Stored data entries:
==================================================

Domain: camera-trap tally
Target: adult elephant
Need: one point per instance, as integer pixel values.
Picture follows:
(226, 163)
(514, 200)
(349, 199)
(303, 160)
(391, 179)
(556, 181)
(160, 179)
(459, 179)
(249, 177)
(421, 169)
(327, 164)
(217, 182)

==================================================

#### [ACTION ITEM]
Could the data above be set down exactly, in full?

#### [RESPONSE]
Domain: camera-trap tally
Target: adult elephant
Need: one point per instance, as integer pixel values.
Picture follows:
(226, 163)
(514, 200)
(349, 199)
(303, 160)
(391, 179)
(556, 181)
(160, 179)
(459, 179)
(249, 177)
(421, 169)
(327, 164)
(217, 182)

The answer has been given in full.